Task 1 >>
Select and copy each line of the listing that contains the word "balcony".

Extract to read >>
☆ ☆ ☆
The Maltese Falcon (1941 Film) - Adaptations and Parodies

Adaptations and Parodies

The CBS radio network created a 30-minute adaptation of The Maltese Falcon on The Screen Guild Theater with actors Bogart, Astor, Greenstreet and Lorre all reprising their roles. This radio segment was originally released on September 20, 1943, and was played again on July 3, 1946. On May 18, 1950, another adaptation was broadcast on The Screen Guild Theater starring Bogart and his wife Lauren Bacall. In addition, there was an adaptation on Lux Radio Theater on February 8, 1943, starring Edward G. Robinson, Gail Patrick, and Laird Cregar.

In 1975, Columbia released a spoof sequel of The Maltese Falcon called The Black Bird, starring George Segal as Sam Spade, Jr., with Patrick and Cook reprising their roles as Effie and Wilmer from the 1941 version. In 1974, during production for this film, one of the seven plaster figurines of the original 1941 Falcon on display at the Los Angeles County Museum of Art was stolen, and it was alleged that the "disappearance" of the figurine was staged as a publicity stunt for the Segal film. If it was, it came up short since news accounts of the missing Falcon exceeded those of the Segal film.
☆ ☆ ☆
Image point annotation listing
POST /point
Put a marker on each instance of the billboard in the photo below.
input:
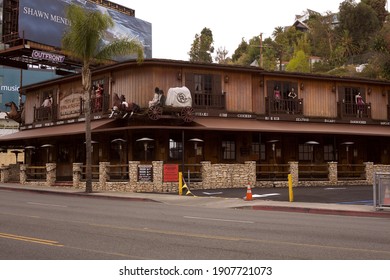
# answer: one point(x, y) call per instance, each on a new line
point(45, 22)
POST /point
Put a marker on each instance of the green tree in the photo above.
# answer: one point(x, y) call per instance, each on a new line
point(222, 57)
point(240, 51)
point(299, 63)
point(202, 47)
point(379, 6)
point(322, 35)
point(360, 21)
point(83, 41)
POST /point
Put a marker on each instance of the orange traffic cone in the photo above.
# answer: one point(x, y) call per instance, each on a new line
point(248, 193)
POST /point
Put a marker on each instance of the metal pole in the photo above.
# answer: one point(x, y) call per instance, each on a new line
point(183, 149)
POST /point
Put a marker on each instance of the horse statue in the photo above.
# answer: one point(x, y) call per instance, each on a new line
point(122, 108)
point(15, 114)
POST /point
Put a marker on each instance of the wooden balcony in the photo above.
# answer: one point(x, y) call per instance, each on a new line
point(45, 113)
point(209, 101)
point(284, 106)
point(99, 105)
point(352, 110)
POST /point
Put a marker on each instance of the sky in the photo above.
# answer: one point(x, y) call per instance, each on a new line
point(176, 22)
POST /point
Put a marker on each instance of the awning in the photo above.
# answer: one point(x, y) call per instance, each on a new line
point(57, 130)
point(225, 124)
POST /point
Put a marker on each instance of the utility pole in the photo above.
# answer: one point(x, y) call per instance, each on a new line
point(261, 50)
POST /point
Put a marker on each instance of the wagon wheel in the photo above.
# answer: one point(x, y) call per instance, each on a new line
point(187, 114)
point(155, 112)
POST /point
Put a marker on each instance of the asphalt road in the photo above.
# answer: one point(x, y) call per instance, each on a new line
point(359, 195)
point(39, 226)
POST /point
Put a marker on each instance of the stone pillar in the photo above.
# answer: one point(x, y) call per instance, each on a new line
point(250, 166)
point(4, 170)
point(77, 168)
point(332, 173)
point(206, 170)
point(23, 173)
point(51, 173)
point(104, 174)
point(294, 173)
point(369, 169)
point(158, 176)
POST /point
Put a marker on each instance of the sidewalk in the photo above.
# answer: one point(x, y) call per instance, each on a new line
point(212, 202)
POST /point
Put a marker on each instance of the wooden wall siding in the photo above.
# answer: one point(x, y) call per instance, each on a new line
point(138, 84)
point(238, 93)
point(258, 104)
point(379, 102)
point(318, 99)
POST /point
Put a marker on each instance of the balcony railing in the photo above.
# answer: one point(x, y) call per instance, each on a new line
point(98, 104)
point(45, 113)
point(284, 106)
point(352, 110)
point(209, 101)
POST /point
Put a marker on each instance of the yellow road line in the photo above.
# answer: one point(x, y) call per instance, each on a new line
point(30, 239)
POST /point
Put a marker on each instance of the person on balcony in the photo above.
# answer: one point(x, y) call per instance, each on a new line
point(156, 97)
point(292, 105)
point(47, 102)
point(98, 98)
point(46, 106)
point(359, 105)
point(277, 98)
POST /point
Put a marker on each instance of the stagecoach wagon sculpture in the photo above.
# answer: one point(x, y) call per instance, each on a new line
point(178, 103)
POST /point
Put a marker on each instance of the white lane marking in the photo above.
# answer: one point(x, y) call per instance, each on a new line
point(265, 195)
point(208, 193)
point(219, 220)
point(44, 204)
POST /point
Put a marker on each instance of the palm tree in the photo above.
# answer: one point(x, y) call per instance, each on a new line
point(83, 41)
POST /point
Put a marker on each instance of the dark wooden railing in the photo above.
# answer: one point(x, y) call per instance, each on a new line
point(209, 101)
point(98, 104)
point(352, 110)
point(45, 113)
point(284, 106)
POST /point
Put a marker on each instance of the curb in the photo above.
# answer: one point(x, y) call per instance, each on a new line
point(96, 195)
point(319, 211)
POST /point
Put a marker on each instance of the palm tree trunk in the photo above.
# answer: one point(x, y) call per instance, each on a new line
point(86, 76)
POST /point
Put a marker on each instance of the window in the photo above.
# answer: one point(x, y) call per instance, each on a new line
point(305, 152)
point(206, 90)
point(329, 153)
point(175, 149)
point(228, 150)
point(283, 86)
point(258, 149)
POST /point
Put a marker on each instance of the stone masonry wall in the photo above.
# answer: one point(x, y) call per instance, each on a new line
point(214, 176)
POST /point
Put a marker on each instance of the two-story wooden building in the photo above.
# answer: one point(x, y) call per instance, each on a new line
point(238, 114)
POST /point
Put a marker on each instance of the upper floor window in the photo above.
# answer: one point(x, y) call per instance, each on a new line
point(206, 90)
point(281, 89)
point(329, 153)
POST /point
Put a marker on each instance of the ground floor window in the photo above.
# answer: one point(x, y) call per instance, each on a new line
point(175, 149)
point(305, 152)
point(228, 150)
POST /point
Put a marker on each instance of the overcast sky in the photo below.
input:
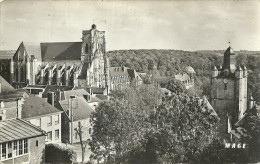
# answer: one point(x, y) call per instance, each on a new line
point(191, 25)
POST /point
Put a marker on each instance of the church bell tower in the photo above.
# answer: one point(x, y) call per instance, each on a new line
point(228, 95)
point(94, 57)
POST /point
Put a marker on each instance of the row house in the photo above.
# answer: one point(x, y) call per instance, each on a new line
point(82, 63)
point(20, 141)
point(43, 115)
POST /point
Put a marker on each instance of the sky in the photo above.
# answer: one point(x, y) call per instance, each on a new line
point(180, 25)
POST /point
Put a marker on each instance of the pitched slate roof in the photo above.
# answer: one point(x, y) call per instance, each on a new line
point(33, 49)
point(81, 109)
point(15, 129)
point(36, 107)
point(6, 54)
point(61, 51)
point(189, 69)
point(78, 92)
point(53, 88)
point(5, 86)
point(118, 71)
point(102, 97)
point(95, 90)
point(229, 51)
point(182, 77)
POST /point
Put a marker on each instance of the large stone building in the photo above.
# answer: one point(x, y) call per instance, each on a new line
point(228, 94)
point(63, 63)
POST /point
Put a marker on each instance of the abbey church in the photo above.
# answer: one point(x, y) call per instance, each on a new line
point(63, 63)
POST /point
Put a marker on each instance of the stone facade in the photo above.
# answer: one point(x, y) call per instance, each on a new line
point(228, 94)
point(35, 152)
point(51, 124)
point(66, 63)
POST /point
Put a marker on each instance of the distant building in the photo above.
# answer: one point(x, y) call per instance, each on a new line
point(43, 115)
point(121, 77)
point(11, 101)
point(187, 78)
point(63, 63)
point(228, 94)
point(5, 59)
point(76, 109)
point(21, 142)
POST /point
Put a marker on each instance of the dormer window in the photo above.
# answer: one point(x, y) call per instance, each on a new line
point(86, 48)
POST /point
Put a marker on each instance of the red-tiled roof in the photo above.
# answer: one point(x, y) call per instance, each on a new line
point(81, 108)
point(61, 51)
point(36, 106)
point(15, 129)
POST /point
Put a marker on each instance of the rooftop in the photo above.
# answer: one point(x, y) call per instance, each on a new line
point(53, 88)
point(5, 86)
point(182, 77)
point(35, 106)
point(61, 51)
point(7, 54)
point(81, 109)
point(15, 129)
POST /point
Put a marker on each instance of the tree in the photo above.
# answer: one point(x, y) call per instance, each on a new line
☆ ☆ ☆
Task 2 >>
In the passage on adaptations and parodies of The Maltese Falcon, who plays Sam Spade, Jr. in The Black Bird?

Written response 1 >>
Put a marker on each instance of the wooden balcony in the photo above.
Put a marker on each instance of the balcony railing in the photo above.
Put a marker on each instance of the person on balcony in the photo above.

Written response 2 >>
George Segal